Direction :: Copy the full set of lines exactly as given.

Pointing and labeling entries:
************
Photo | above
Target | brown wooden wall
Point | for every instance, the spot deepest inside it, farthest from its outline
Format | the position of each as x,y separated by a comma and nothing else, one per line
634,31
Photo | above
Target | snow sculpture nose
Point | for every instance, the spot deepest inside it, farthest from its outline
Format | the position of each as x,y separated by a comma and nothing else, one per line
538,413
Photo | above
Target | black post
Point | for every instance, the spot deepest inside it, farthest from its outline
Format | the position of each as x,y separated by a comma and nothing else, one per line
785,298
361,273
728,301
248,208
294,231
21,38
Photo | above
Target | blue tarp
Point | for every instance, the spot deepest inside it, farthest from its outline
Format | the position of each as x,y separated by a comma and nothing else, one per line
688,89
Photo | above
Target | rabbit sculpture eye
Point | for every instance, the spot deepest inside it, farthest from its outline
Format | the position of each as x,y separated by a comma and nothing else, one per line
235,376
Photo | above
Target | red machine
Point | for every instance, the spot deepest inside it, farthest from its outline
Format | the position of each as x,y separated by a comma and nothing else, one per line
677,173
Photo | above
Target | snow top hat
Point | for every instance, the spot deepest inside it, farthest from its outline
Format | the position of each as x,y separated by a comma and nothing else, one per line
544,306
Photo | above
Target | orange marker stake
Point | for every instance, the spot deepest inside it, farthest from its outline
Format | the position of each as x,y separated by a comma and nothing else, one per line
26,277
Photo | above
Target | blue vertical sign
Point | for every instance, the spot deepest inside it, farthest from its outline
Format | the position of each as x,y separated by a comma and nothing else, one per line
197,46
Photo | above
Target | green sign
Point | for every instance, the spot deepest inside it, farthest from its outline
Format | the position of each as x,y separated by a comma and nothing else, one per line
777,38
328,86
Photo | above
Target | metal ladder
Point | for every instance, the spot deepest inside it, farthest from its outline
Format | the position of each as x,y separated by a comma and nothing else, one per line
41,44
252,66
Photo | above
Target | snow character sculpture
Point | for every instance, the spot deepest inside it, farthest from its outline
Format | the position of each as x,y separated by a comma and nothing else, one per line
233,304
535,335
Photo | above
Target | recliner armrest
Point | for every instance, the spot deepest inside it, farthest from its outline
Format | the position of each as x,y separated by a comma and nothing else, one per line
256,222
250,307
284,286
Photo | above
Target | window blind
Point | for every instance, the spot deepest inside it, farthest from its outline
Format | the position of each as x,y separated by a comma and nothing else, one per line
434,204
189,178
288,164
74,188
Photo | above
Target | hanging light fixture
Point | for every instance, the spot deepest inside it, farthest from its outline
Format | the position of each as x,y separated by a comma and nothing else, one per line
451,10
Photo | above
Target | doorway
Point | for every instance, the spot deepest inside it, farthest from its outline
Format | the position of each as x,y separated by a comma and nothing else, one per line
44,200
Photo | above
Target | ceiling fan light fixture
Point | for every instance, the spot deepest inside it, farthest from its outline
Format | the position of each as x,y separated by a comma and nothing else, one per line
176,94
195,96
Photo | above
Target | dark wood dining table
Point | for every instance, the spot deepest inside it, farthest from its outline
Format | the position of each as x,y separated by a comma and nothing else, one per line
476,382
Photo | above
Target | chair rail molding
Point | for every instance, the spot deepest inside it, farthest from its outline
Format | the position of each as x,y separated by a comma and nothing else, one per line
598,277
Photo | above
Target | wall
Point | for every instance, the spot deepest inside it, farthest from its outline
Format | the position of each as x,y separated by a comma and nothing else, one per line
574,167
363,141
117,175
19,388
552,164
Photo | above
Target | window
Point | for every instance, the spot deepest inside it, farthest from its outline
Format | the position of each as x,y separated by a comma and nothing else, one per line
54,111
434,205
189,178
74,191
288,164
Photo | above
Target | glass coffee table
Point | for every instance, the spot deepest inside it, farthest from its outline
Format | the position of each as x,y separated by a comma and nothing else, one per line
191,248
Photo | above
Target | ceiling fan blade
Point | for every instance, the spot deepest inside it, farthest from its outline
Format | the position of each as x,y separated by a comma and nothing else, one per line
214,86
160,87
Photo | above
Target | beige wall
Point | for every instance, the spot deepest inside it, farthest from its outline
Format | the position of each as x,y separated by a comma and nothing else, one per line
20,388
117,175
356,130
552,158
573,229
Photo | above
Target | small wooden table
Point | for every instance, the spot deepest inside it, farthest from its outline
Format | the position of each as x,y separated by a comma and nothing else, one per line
************
Correct output ::
Photo | above
Target | brown wooden wall
Point | for every instance, the spot deepest inside it, farthest from its outline
Format | the position of each as x,y separated by a comma and nothing else, one per line
634,31
Photo | above
Target | snow sculpture nose
Point | for every instance, the spot deepest inside it, farthest from its outline
Format | the position of each as x,y separated by a comma and nothing else, one per line
538,413
Photo | above
Target | black post
Point | for every instance, the spot deepest inside it, farthest from its outline
Format | the position of each as x,y separated by a comma and nothing else, one per line
785,298
361,273
728,301
248,208
294,231
21,38
Photo | above
Target | blue tarp
Point | for every instance, the spot deepest inside it, farthest from its outline
Format | the position of each as x,y separated by a comma and nothing else, one per line
688,89
Photo | above
Target | rabbit sculpture eye
Point | for every instance, the spot deepest inside it, farthest from its outline
Format | the position of each as x,y separated by a comma and nothing else, one per line
235,376
Photo | above
Target | red machine
Point | for every instance, the spot deepest inside it, farthest from its outline
Format | the position of each as x,y separated by a comma and nothing else, one per line
677,173
Photo | above
Target | snow top hat
Point | for every instance, the spot deepest inside it, farthest from its outline
Format | the position of each as x,y separated by a comma and nothing else, one per line
544,306
Photo | above
Target | orange marker stake
Point | for every instance, the spot deepest inside it, farthest from its outline
Format | the position of each as x,y separated by a comma and nothing else, one per line
26,277
Photo | above
Target | blue vertical sign
Point | for every instance, the spot deepest inside it, farthest from its outline
Format | the position of each as x,y separated by a comma and nothing else, one per line
197,46
Photo | above
Target | green sign
Point | for every instance, the spot deepest inside it, farthest from its outline
Format | the position of each as x,y separated by a comma and nothing else, one per line
777,38
328,86
Photo | above
Target | metal ladder
Point | for every instance, the spot deepest inside it, farthest from its outline
Format | the position of each as x,y separated by a comma and nothing else, one per line
41,44
252,66
Photo | above
Target | snow character sculpture
Point | for every instance, the spot deepest inside it, farthest from its outline
Format | the position of each as x,y separated by a comma and nothing else, one per line
233,304
535,335
Photo | above
Target | recliner armrest
Point | for every instance, the spot deepest inside it, farthest from its outline
Format | the position of each as x,y separated by a comma and nothing else, one per line
256,222
250,307
284,286
Photo | above
Target | window blind
Point | for every instance, the spot deepest inside it, farthest from its outline
Format | the position of each as x,y separated by a comma and nothing else, one per line
434,204
189,178
288,164
74,188
Photo | above
Target | hanging light fixture
Point | for every instance, the spot deepest inside it, farthest from its outline
Format | the position of each as x,y separated by a comma and nothing else, one per line
451,10
Photo | above
Target | doorway
Point | for every instance, the spot deepest inside it, farthest from its outline
Format | the position of each as x,y separated by a comma and nothing else, one per line
44,200
Photo | above
Target | ceiling fan light fixture
Point | for every instance, the spot deepest inside it, farthest from its outline
Format | the position of each as x,y separated by a comma and nothing else, one per line
176,94
195,96
Photo | above
Target | dark wood dining table
Point | for every instance, the spot deepest inside it, farthest from its outline
Format | the position of each as x,y separated by a comma and nothing else, one per line
476,382
Photo | above
Target | chair rail molding
Point | for every instance, the spot deepest inside it, farthest from its outline
Format | the position of each as x,y separated by a comma and nothing else, one per line
598,277
Photo | above
Target | wall
Point | for every instance, the spot deepest inside it, farthest from its outline
Format | the position of each as x,y separated by a comma and nothing else, one per line
574,167
363,141
117,175
19,388
552,164
Photo | above
Target | window
Point | for every instance, the spot deepest inside it, farthest from its outline
Format | the position of each as x,y separated by a comma and nothing else, one per line
54,111
434,205
189,178
74,191
288,164
Photo | above
Target | glass coffee table
Point | for every instance, the spot deepest inside it, farthest from its outline
Format | the position of each as x,y separated by a comma and nothing else, one per line
191,248
Photo | above
Target | ceiling fan blade
Point | for every instance, the spot deepest inside it, farthest from its outline
Format | the position of each as x,y separated by a comma and nothing else, one per line
214,86
160,87
Photo | above
Target | beige wall
Point | for every instance, the spot deepest inside it, farthest from its outline
Format | the position of each as x,y separated by a comma and nothing else, one per line
20,388
117,175
356,130
552,158
573,229
Photo | above
Target | small wooden table
Point | for every instance, the spot deepest inside it, farthest from its outline
Format | the position of each as x,y separated by a comma and nothing else, one per line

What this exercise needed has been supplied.